Position identification records:
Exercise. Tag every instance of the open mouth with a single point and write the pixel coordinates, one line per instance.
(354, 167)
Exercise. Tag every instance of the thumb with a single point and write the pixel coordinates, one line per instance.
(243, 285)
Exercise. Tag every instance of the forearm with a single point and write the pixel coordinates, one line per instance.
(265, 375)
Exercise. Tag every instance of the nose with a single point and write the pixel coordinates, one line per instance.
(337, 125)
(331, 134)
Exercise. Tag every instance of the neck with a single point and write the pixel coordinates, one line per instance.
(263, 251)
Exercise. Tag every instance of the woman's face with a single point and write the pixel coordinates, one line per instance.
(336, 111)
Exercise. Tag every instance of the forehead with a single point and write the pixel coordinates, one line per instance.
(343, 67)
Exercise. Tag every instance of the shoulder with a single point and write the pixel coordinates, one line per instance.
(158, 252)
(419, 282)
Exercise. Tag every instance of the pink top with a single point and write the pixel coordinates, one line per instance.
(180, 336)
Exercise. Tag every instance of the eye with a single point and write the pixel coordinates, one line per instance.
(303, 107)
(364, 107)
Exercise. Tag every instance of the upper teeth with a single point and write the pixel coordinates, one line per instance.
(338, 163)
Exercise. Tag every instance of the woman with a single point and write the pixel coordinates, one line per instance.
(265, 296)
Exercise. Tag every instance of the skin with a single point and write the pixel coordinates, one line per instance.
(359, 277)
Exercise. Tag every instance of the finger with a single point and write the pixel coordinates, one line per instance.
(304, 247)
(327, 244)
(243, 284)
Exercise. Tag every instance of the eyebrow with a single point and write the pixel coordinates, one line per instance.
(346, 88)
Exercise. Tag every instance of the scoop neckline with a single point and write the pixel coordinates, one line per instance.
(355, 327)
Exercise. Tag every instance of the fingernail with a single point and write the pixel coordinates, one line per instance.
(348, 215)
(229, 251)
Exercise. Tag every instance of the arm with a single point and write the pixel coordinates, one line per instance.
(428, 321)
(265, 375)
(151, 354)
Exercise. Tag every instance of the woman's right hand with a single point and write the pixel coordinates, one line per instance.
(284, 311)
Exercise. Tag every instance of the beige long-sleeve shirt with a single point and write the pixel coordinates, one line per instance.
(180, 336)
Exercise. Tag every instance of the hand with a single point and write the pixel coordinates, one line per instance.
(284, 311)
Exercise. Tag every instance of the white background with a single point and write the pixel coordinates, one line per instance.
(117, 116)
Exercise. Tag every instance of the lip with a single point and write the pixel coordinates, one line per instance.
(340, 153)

* GOAL OF THE EXERCISE
Express the position identification records above as a two-column CSV with one row per record, using the column names request and answer. Put each record's text and its answer in a single quoted field, with any line breaks replaced by spaces.

* COMPLETE OUTPUT
request,answer
"Exercise. Tag every instance of the open mouth with a single point and write the pixel coordinates, one line per instance.","(354, 167)"
"Exercise. Tag every instance of the thumb with a single point and write the pixel coordinates, one line per instance.","(243, 285)"
"Exercise. Tag every instance of the forearm with a single point and write the pixel coordinates, one line per instance.","(265, 375)"
"Exercise. Tag every instance of the nose with a single point and write the pixel coordinates, one line per instance.","(337, 125) (331, 134)"
"Exercise. Tag every instance of the neck with a single point and write the pixel coordinates, one line per instance.","(263, 251)"
"Exercise. Tag every instance of the woman's face with a single point and write the pixel coordinates, one line per instance.","(336, 111)"
"Exercise. Tag every instance of the forehead with a single point and write the pixel coordinates, one line per instance.","(343, 67)"
"Exercise. Tag every instance of the shoulder with a single point and write the pixel coordinates, one line per instance.","(158, 252) (419, 282)"
"Exercise. Tag every instance of the pink top with a single point and write the pixel coordinates, one line per instance.","(180, 336)"
"Exercise. Tag every instance of the eye with a single point and write the pixel coordinates, one line per instance.","(303, 107) (364, 107)"
"Exercise. Tag every instance of the upper teeth with a single point and write the pixel coordinates, one line per instance.","(338, 163)"
"Exercise. Tag every instance of the woman with a single point and write the pixel coordinates, one line per instance.","(265, 296)"
"Exercise. Tag every instance of the skin with a single point and write the pixel coordinates, one line per instance.","(359, 277)"
"Exercise. Tag every instance of the finger with a single point and write the pixel coordinates, one line per instance.","(304, 247) (327, 244) (243, 284)"
"Exercise. Tag every instance of the eyebrow with a single point and write the pixel coordinates, one line per instance.","(346, 88)"
"Exercise. Tag every instance of the scoop neckline with a single point and write the pixel coordinates, one line per instance.","(355, 327)"
"Exercise. Tag every instance of the fingernail with a single point and write the pixel coordinates, one line per instance.","(348, 215) (229, 251)"
"Exercise. Tag every instance of the arm with a single point and write the pixel coordinates, one line per instance.","(428, 321) (265, 375) (151, 354)"
"Exercise. Tag every instance of the woman's right hand with a single point and write the pixel coordinates, one line per instance.","(284, 311)"
"Exercise. Tag every instance of the beige long-sleeve shirt with a single point and write the pixel coordinates, one line per instance.","(180, 336)"
"Exercise. Tag every instance of the hand with a single point and write the pixel coordinates, one line per instance.","(284, 311)"
"Exercise. Tag every instance of the white background with a single point and write the pixel coordinates, one line per instance.","(117, 116)"
"Exercise. Tag every instance of the lip with a single point and write the pixel coordinates, one line per instance.","(340, 153)"